>> Start Input records
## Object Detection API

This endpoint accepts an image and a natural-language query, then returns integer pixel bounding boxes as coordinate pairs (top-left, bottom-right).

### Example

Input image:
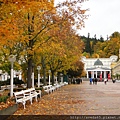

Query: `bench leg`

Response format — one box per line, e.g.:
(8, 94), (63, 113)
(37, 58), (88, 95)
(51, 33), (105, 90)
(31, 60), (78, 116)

(30, 98), (32, 104)
(23, 101), (26, 109)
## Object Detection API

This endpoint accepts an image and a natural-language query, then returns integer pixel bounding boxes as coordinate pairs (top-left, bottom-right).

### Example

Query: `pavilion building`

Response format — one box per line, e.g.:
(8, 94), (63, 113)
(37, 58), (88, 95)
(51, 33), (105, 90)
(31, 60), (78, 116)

(82, 55), (118, 80)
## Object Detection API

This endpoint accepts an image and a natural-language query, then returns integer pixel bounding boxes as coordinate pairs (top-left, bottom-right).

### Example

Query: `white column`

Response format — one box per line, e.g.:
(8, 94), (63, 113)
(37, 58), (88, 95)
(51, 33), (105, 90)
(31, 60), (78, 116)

(87, 71), (88, 78)
(104, 71), (106, 78)
(38, 72), (40, 87)
(49, 74), (50, 85)
(32, 72), (34, 88)
(91, 71), (94, 78)
(19, 72), (22, 80)
(61, 76), (63, 83)
(10, 62), (13, 97)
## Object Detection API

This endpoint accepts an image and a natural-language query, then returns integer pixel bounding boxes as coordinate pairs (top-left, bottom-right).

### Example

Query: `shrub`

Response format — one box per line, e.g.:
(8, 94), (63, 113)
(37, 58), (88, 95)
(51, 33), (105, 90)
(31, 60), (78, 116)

(0, 96), (8, 103)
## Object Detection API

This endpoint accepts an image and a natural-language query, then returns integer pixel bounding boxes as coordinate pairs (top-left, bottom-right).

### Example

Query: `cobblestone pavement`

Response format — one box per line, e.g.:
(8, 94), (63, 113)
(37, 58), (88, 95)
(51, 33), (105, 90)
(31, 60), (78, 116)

(14, 81), (120, 115)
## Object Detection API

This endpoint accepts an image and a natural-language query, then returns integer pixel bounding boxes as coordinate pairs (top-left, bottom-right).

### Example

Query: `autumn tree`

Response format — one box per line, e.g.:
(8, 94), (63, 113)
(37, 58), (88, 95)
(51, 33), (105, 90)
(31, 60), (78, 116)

(0, 0), (86, 88)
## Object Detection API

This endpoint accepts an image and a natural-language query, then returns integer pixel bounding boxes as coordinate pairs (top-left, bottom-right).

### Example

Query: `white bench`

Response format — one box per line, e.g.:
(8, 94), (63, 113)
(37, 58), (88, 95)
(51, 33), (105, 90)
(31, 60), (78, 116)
>> End Input records
Do this: Copy every item above word for word, leaving out any pictures.

Exercise response:
## Object Detection API

This endpoint accepts an image and a natural-language query, then returns integer pixel bounding boxes as coordinate pairs (top-left, bottom-right).

### Example

Input image:

Query: `bench leg`

Response format — one box per line, e.g.:
(8, 94), (63, 113)
(37, 58), (88, 95)
(51, 33), (105, 90)
(31, 60), (78, 116)

(30, 98), (32, 104)
(23, 101), (26, 109)
## Object Detection API

This endpoint accepts an image and a natural-language query, then returns integer pixel bounding boxes as coordinate pairs (top-left, bottom-right).

### Example

Query: `pavilion building`

Response format — one box per line, e.g.:
(8, 94), (63, 113)
(37, 58), (88, 95)
(51, 33), (105, 90)
(31, 60), (78, 116)

(82, 55), (118, 80)
## Object Detection API

This endpoint accepts an image and a natural-language query, then returns integer pixel bounding boxes as coordinate pairs (top-left, bottom-right).

### Example

Query: `white column`

Response format — one box per line, e.g.:
(8, 94), (63, 113)
(37, 58), (88, 95)
(51, 33), (105, 90)
(31, 60), (78, 116)

(87, 71), (88, 78)
(104, 71), (106, 78)
(38, 72), (40, 87)
(49, 74), (50, 85)
(32, 72), (34, 88)
(91, 71), (94, 78)
(19, 72), (22, 80)
(61, 76), (63, 83)
(10, 62), (13, 97)
## Object Detection API

This endpoint accepts an image and a natural-language query, then returns integer pixel bounding boxes as coordinate pairs (top-left, bottom-right).

### Example

Query: `shrub`

Response format — one box per line, e.g.:
(8, 94), (63, 113)
(37, 58), (88, 95)
(51, 33), (105, 90)
(31, 60), (78, 116)

(0, 96), (8, 103)
## Object Detection API

This endpoint accepts an image and a natural-language query, then returns integer pixel bounding boxes as coordinate pairs (top-left, bottom-right).

### Example

Query: `cobblestone pavement`

Response format — one box per line, e.g.:
(8, 94), (63, 113)
(37, 58), (88, 95)
(51, 33), (105, 90)
(31, 60), (78, 116)

(14, 81), (120, 115)
## Object Detection API

This endpoint accepts an image and a natural-language query, then returns integer pixel bounding boxes as coordinate pairs (top-left, bottom-right).

### Example

Query: `autumn tree`

Response format — one box per line, e.g.:
(8, 94), (63, 113)
(37, 58), (88, 95)
(51, 33), (105, 90)
(31, 60), (78, 116)

(0, 0), (86, 88)
## Object Detection API

This endpoint accepts an image and a natural-language query, then returns integer pixel bounding boxes as coordinate pairs (top-left, bottom-right).

### Example

Query: `white bench`

Response format — one box per line, e.g.:
(8, 94), (63, 113)
(37, 58), (88, 95)
(51, 33), (105, 90)
(31, 60), (78, 116)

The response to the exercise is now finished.